### Faça isto
Responda às perguntas abaixo com base no texto sobre Afonso III.
1. Em que cidade Afonso fizera a jura de devolver tudo a todos?
2. Por intermédio de quê ele assegurou a paz?
3. A quem o Bolonhês foi retirando posses e poderes?

### Texto fornecido
=====
Com este comportamento na vida pessoal, não estranha a conduta política que Afonso III viria a ter. Estamos todos lembrados da jura que fizera em Paris, quando lhe ofereceram o trono de Portugal, aquele a que nunca poderia aspirar por ser um segundo filho, e de como prometeu devolver tudo a todos, particularmente à Igreja. Pois, agora que era rei, que tinha conquistado todas as terras possíveis até ao mar e assegurado a paz por intermédio do casamento com a filha do rei vizinho, Afonso sentiu-se à vontade para esquecer tudo quanto antes prometera. Donde podia vir a ameaça? A retaliação? De modo que, passo a passo, foi seguindo o exemplo do irmão e do pai. Compreendendo que era impossível reinar consentindo contrapoderes debaixo do seu nariz, o Bolonhês foi retirando posses e poderes a clérigos e nobres, de forma mais ou menos violenta, consoante a resistência.
=====
### Material fornecido

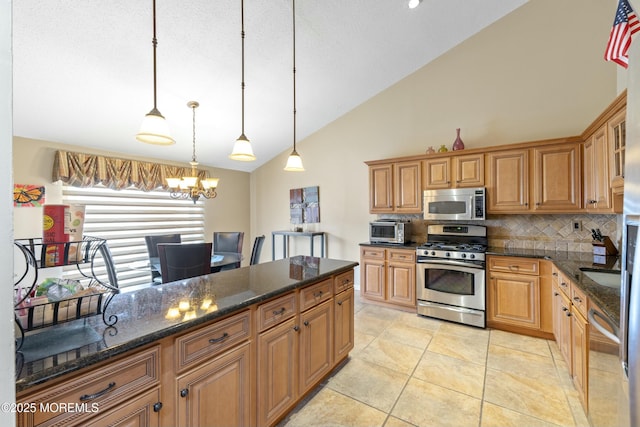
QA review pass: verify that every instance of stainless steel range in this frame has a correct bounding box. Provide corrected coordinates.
[416,224,487,328]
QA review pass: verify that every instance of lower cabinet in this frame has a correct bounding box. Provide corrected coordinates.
[487,256,553,338]
[360,246,416,309]
[177,342,251,427]
[552,267,589,411]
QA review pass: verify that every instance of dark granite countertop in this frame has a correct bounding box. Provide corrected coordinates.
[360,242,421,249]
[487,247,621,325]
[16,256,358,392]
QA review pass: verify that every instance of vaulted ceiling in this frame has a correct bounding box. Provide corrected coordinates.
[13,0,527,171]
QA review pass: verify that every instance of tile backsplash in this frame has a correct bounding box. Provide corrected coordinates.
[406,214,622,252]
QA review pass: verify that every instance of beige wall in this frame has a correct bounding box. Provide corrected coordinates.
[251,0,617,268]
[13,137,252,264]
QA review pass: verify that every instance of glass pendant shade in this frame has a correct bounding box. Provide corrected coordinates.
[229,133,256,162]
[136,108,176,145]
[284,149,304,172]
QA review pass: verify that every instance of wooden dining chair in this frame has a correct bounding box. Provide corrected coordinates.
[157,243,211,283]
[213,231,244,270]
[144,234,182,282]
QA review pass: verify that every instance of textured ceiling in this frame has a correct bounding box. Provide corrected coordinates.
[13,0,527,171]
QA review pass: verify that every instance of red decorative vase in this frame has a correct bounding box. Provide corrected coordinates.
[453,128,464,151]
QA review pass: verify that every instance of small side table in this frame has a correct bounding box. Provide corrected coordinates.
[271,231,326,261]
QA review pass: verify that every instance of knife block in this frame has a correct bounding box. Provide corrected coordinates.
[591,236,618,256]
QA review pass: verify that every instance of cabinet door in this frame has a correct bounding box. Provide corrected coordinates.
[453,154,484,188]
[533,143,582,212]
[583,127,613,213]
[333,288,355,362]
[424,157,452,190]
[394,161,422,213]
[487,272,540,330]
[607,108,627,194]
[83,389,161,427]
[487,150,529,213]
[177,343,252,427]
[369,164,394,213]
[360,258,386,301]
[257,317,300,426]
[300,301,333,394]
[571,306,589,411]
[387,263,416,307]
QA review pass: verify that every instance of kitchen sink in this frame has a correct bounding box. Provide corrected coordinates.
[580,268,622,289]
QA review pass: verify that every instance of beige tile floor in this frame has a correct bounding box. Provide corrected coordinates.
[279,291,588,427]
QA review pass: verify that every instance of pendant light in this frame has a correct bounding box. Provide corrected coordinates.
[166,101,219,204]
[284,0,304,172]
[136,0,176,145]
[229,0,256,162]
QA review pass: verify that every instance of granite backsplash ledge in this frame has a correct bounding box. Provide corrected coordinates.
[388,213,622,252]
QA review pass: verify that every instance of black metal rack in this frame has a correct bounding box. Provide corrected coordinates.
[13,236,119,349]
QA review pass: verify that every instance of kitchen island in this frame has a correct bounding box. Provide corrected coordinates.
[16,256,358,425]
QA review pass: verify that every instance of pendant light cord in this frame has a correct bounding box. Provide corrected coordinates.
[240,0,244,135]
[151,0,158,110]
[291,0,297,154]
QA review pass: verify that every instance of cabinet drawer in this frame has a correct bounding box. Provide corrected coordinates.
[333,270,354,294]
[174,310,251,371]
[258,292,298,331]
[387,249,416,264]
[571,284,588,318]
[17,346,160,426]
[360,246,384,259]
[558,272,571,297]
[489,257,540,276]
[300,279,333,311]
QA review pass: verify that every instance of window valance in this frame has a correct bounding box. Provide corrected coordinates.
[53,150,209,191]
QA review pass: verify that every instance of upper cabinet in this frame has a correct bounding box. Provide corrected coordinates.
[368,160,422,213]
[582,91,627,213]
[423,153,484,190]
[486,139,582,213]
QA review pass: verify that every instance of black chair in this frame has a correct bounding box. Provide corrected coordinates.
[157,243,211,283]
[213,231,244,270]
[249,235,264,265]
[144,234,182,283]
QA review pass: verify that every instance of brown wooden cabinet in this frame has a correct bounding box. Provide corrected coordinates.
[423,153,484,190]
[177,342,252,427]
[16,346,161,426]
[553,267,589,411]
[369,160,422,213]
[583,126,613,213]
[360,246,416,309]
[487,256,553,337]
[532,143,582,213]
[333,270,355,364]
[486,143,582,213]
[486,149,530,213]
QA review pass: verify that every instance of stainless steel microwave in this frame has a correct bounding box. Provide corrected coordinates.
[423,187,486,221]
[369,219,411,245]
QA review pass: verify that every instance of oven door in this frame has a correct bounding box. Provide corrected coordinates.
[416,260,485,311]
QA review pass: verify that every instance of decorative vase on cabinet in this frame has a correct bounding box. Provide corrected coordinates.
[453,128,464,151]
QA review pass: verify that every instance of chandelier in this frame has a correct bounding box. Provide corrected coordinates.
[167,101,219,204]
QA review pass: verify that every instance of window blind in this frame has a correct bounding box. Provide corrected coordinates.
[62,186,204,288]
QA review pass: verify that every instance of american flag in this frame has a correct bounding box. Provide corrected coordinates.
[604,0,640,68]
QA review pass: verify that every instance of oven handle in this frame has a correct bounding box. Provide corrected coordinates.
[418,301,483,316]
[417,260,484,270]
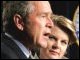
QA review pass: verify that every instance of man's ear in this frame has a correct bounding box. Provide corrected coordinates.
[13,14,24,31]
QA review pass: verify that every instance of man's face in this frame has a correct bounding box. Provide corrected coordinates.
[40,27,69,59]
[26,1,53,48]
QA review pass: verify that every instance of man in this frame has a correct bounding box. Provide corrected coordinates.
[1,1,53,59]
[40,15,77,59]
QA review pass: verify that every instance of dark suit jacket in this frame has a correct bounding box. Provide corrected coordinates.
[1,34,27,59]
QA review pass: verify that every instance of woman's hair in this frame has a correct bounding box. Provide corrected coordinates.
[52,15,77,45]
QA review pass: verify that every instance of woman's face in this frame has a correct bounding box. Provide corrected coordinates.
[40,26,69,59]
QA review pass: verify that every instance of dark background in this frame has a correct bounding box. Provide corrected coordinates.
[50,1,79,59]
[49,1,79,20]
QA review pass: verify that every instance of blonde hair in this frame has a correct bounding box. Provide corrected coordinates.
[52,15,77,45]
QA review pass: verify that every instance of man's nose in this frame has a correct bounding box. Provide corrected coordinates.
[46,18,54,28]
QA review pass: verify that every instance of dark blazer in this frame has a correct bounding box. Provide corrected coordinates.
[1,34,27,59]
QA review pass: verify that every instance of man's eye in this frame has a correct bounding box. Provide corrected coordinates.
[62,41,68,45]
[42,15,46,18]
[49,36,56,40]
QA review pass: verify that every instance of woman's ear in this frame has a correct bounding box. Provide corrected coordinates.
[13,14,24,31]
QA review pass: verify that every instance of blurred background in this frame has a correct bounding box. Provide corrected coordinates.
[50,1,79,59]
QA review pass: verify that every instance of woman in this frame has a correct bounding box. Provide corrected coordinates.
[40,15,76,59]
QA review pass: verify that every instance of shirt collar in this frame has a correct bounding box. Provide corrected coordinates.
[5,33,31,58]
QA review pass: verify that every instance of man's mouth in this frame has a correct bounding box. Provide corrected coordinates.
[44,33,50,39]
[49,50,59,55]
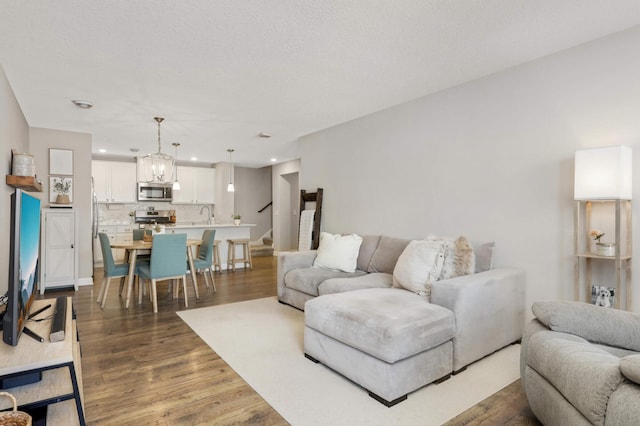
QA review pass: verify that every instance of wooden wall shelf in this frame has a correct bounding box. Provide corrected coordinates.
[7,175,42,192]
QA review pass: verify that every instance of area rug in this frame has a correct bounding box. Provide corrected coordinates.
[178,297,520,426]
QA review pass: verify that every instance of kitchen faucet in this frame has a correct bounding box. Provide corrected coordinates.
[200,206,211,225]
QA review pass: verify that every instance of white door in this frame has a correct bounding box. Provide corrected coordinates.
[40,211,77,293]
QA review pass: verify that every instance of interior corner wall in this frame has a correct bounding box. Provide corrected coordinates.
[300,27,640,315]
[234,166,272,241]
[29,127,93,285]
[0,65,29,295]
[271,160,301,252]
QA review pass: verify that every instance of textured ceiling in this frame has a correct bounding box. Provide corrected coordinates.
[0,0,640,166]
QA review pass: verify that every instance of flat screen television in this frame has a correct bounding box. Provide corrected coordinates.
[2,189,40,346]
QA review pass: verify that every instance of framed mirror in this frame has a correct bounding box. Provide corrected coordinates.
[49,148,73,176]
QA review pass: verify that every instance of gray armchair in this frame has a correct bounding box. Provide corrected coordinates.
[520,301,640,426]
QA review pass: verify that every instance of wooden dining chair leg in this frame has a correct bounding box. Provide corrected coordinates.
[100,277,111,309]
[96,277,107,303]
[212,266,218,293]
[182,275,189,308]
[201,269,209,288]
[151,278,158,314]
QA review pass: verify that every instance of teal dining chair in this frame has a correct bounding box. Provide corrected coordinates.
[138,234,189,313]
[187,229,216,293]
[97,232,138,309]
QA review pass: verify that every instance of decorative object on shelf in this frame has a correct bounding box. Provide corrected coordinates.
[591,285,616,308]
[573,145,633,310]
[49,176,73,204]
[227,149,236,192]
[596,243,616,257]
[171,142,180,191]
[11,150,36,176]
[142,117,175,182]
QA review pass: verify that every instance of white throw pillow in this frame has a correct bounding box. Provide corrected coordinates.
[426,235,476,280]
[313,232,362,272]
[393,240,444,297]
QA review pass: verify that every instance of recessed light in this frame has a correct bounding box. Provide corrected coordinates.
[71,99,93,109]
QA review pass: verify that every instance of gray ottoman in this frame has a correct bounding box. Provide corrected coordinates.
[304,288,455,407]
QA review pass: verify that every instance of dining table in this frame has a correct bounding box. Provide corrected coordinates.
[111,238,202,309]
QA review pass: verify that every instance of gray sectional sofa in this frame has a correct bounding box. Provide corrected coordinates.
[277,235,525,406]
[520,301,640,426]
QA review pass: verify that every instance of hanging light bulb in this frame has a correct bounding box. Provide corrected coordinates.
[142,117,174,182]
[227,149,236,192]
[171,142,180,191]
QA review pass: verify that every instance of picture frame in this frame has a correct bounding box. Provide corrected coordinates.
[49,176,73,205]
[49,148,73,176]
[591,285,616,308]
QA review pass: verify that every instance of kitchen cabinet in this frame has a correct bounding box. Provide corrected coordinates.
[40,209,78,294]
[91,160,136,203]
[173,166,215,204]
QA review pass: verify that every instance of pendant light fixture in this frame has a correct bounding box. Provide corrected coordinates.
[142,117,175,183]
[227,149,236,192]
[171,142,180,191]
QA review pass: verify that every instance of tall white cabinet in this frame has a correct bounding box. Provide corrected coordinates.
[40,209,78,294]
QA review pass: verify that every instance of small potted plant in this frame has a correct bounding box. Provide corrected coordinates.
[53,177,71,204]
[589,229,616,257]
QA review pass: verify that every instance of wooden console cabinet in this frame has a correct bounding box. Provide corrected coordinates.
[0,297,86,426]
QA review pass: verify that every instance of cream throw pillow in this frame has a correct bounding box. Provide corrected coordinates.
[427,235,476,280]
[393,240,444,298]
[313,232,362,272]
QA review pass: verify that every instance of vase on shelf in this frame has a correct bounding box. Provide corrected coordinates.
[595,242,616,257]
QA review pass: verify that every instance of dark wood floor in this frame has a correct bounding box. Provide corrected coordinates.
[37,256,539,425]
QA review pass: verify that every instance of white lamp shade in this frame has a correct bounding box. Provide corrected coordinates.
[573,145,632,200]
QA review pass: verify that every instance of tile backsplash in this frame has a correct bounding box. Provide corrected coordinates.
[98,202,214,225]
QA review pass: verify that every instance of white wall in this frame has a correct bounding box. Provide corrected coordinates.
[0,65,29,295]
[271,160,301,251]
[301,28,640,311]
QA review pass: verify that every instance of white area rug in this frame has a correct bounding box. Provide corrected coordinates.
[178,297,520,426]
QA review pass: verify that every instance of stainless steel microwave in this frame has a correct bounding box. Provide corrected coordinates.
[138,182,173,201]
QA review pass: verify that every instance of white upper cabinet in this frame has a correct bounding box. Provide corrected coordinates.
[91,160,136,203]
[173,166,215,204]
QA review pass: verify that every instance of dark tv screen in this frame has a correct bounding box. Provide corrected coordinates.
[2,189,40,346]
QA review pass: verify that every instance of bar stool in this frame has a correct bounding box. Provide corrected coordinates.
[213,240,222,272]
[227,238,253,272]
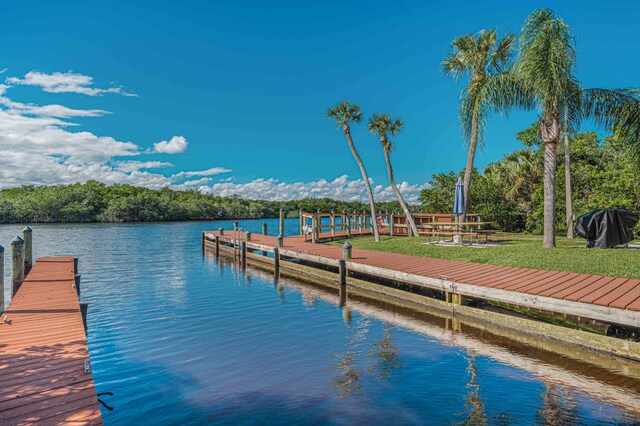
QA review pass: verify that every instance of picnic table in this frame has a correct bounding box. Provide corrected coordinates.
[422,221,495,245]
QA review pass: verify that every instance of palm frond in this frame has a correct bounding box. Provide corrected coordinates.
[327,99,362,128]
[514,9,578,114]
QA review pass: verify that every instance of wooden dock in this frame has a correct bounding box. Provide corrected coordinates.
[0,256,102,426]
[203,230,640,328]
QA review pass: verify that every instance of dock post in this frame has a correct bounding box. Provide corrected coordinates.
[338,259,347,286]
[11,237,24,298]
[22,226,33,274]
[273,247,280,271]
[80,302,89,334]
[298,207,304,235]
[73,274,82,296]
[280,209,284,235]
[342,241,352,260]
[331,210,336,240]
[0,246,4,314]
[311,213,320,244]
[342,210,351,238]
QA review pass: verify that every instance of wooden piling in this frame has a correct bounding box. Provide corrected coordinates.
[331,210,336,240]
[273,247,280,271]
[80,302,89,334]
[22,226,33,274]
[280,209,284,235]
[73,274,82,296]
[342,210,351,238]
[311,213,320,243]
[338,259,347,286]
[298,209,305,235]
[0,246,4,314]
[11,237,24,298]
[342,241,352,259]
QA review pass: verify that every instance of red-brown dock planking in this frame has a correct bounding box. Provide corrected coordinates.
[204,230,640,327]
[0,256,102,426]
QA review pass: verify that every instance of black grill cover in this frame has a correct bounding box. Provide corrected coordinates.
[576,209,638,248]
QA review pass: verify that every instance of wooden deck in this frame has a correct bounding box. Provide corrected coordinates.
[205,231,640,328]
[0,257,102,426]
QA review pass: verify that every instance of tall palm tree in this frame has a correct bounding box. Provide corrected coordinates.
[441,29,516,220]
[564,103,573,238]
[504,9,640,248]
[369,114,418,237]
[327,100,380,242]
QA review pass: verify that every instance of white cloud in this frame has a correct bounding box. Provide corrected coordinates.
[174,167,231,178]
[115,161,173,172]
[0,95,110,118]
[200,175,427,204]
[151,136,189,154]
[7,71,137,96]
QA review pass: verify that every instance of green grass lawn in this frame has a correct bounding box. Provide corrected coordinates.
[332,233,640,279]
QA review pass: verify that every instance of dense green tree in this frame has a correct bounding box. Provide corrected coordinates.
[441,29,516,220]
[327,100,380,242]
[369,114,418,237]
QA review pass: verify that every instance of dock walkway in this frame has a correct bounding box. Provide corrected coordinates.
[204,230,640,328]
[0,256,102,425]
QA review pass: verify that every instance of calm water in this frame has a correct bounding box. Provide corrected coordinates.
[0,219,640,425]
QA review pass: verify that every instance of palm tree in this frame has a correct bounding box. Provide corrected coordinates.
[564,103,573,238]
[369,114,418,237]
[508,9,640,248]
[327,100,380,242]
[441,29,516,220]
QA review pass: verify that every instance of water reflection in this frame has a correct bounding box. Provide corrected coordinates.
[331,317,371,397]
[369,322,402,380]
[463,353,489,425]
[268,266,640,425]
[5,219,640,426]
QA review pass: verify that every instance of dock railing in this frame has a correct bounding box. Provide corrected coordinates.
[300,210,480,242]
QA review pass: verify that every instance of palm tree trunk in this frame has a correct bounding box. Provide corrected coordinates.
[384,149,418,237]
[564,104,573,238]
[540,113,562,248]
[343,127,380,243]
[460,113,478,222]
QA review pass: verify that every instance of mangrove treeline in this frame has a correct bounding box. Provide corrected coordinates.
[0,181,412,223]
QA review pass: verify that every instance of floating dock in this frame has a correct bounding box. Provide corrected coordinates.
[0,256,102,426]
[202,230,640,360]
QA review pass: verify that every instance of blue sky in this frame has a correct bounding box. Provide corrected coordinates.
[0,0,640,198]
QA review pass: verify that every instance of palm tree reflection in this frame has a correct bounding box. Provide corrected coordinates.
[369,322,402,379]
[462,353,489,425]
[537,382,581,425]
[332,318,402,396]
[331,317,371,396]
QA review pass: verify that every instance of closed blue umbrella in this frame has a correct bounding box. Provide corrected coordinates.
[453,178,467,215]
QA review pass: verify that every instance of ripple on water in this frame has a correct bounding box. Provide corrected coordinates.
[0,219,640,425]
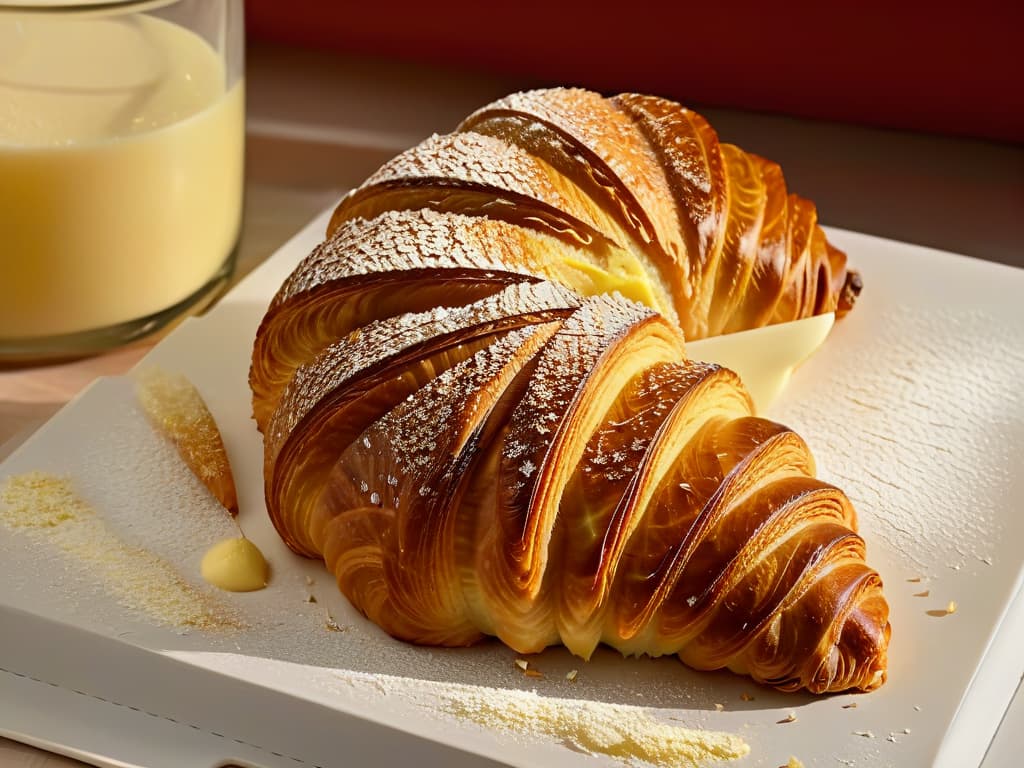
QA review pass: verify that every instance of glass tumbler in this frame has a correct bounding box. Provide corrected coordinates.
=====
### Solução do exercício
1. Em Paris.
2. Por intermédio do casamento com a filha do rei vizinho.
3. A clérigos e nobres.